- Work to do
Rewrite the entries below so that each "kindly identify" becomes "locate", with nothing else changed.

- Task data
══════════

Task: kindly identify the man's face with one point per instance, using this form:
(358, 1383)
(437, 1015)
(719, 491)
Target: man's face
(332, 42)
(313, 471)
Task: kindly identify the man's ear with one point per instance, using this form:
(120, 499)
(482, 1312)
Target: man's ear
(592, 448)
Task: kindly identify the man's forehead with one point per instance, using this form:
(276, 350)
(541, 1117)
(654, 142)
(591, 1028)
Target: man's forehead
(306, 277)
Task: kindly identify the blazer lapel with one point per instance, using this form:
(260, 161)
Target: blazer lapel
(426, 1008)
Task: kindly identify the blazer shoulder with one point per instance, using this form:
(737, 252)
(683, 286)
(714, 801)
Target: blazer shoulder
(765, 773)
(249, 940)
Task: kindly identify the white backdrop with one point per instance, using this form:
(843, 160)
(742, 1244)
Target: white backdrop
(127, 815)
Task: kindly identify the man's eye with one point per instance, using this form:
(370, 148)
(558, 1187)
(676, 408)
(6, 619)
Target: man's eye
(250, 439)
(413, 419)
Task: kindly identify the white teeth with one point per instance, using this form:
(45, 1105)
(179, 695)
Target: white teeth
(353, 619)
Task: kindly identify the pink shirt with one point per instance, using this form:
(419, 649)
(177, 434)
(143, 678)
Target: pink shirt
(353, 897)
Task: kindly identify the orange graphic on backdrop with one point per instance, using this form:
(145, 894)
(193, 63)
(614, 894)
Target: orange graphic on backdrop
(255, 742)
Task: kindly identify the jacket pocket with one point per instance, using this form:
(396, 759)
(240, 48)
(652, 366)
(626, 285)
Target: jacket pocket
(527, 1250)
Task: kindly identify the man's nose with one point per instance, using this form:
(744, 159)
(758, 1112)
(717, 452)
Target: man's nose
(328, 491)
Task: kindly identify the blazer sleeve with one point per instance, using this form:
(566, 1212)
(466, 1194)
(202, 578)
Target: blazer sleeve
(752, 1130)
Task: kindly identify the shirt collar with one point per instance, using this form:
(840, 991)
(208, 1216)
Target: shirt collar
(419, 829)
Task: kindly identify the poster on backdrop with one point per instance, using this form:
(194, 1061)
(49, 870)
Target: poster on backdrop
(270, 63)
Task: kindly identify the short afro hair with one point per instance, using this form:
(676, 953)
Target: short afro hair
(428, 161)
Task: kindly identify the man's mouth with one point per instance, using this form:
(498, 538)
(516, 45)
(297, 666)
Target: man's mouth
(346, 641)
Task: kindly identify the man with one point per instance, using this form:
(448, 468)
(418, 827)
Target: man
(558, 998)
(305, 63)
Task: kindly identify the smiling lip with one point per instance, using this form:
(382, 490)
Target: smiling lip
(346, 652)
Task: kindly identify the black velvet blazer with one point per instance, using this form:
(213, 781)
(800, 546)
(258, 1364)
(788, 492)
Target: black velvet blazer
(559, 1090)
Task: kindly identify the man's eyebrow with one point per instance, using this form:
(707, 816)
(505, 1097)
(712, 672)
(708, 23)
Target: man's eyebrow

══════════

- Response to the task
Task: locate the man's face with one point per instance, using this form:
(358, 1383)
(437, 1015)
(719, 491)
Target: man's face
(332, 42)
(313, 471)
Task: locate the man's ear with one point per instance, using this form:
(120, 499)
(482, 1312)
Target: man's ear
(592, 448)
Task: locate the man's forehead with one point per instance, using this form:
(276, 350)
(541, 1117)
(654, 142)
(591, 1028)
Target: man's forehead
(306, 277)
Task: locate the blazer lapel with one point per instance, using this form:
(260, 161)
Target: blazer lapel
(426, 1008)
Task: locate the blazer shoulder with one point per instance, using this form:
(737, 252)
(683, 286)
(714, 801)
Target: blazer shoulder
(765, 773)
(249, 940)
Task: locate the white backdrop with one point per instance, using this form:
(843, 160)
(742, 1244)
Target: white backdrop
(127, 815)
Task: locate the man's eye with one point per instance, using this form:
(370, 148)
(558, 1187)
(676, 408)
(6, 619)
Target: man's eye
(250, 439)
(413, 419)
Task: locate the white teeth with one point per instance, using this form:
(45, 1105)
(179, 695)
Target: white teeth
(353, 619)
Task: locate the pink shirt with one point per instance, using this form:
(419, 649)
(177, 434)
(143, 678)
Target: pink shirt
(353, 897)
Task: locate the orange graphic on backdrop with one point per instance, using this form:
(145, 894)
(193, 63)
(614, 894)
Target: orange graphic on backdrop
(255, 742)
Task: locate the jacket pocket with one point per instance, using this form:
(396, 759)
(240, 48)
(652, 366)
(626, 285)
Target: jacket pocket
(527, 1250)
Task: locate the man's nose with one point per instance, using this form:
(744, 159)
(758, 1112)
(717, 452)
Target: man's nose
(328, 491)
Task: locate the blazer sleeve with one point per instance, using this form:
(566, 1212)
(466, 1194)
(202, 578)
Target: blazer sleeve
(752, 1130)
Task: locate the shirt collar with one point per instance, using this form:
(840, 991)
(208, 1216)
Target: shirt collar
(419, 829)
Task: locate the poster on backdrop with one point per instance, using this form:
(194, 1061)
(49, 870)
Target: poster on backdrop
(270, 63)
Task: locate the short afro hair with one point per instance, using this form:
(676, 953)
Target: short afro hair
(428, 161)
Task: locate the man's mouth with one point per instance, using this form:
(498, 538)
(516, 45)
(297, 666)
Target: man's mouth
(346, 641)
Task: locate the man with one point per instance, using this form:
(448, 468)
(418, 827)
Target: man
(558, 998)
(305, 63)
Task: locate the smiling lip with one point per instance, using this form:
(382, 490)
Target: smiling lip
(346, 652)
Task: locate the black velvet blazer with one point per instance, using this form:
(213, 781)
(800, 546)
(258, 1364)
(788, 492)
Target: black velvet blazer
(559, 1090)
Task: locate the man's eyebrow with one point per instance, using this form:
(707, 816)
(505, 1097)
(712, 672)
(708, 23)
Target: man's eyebrow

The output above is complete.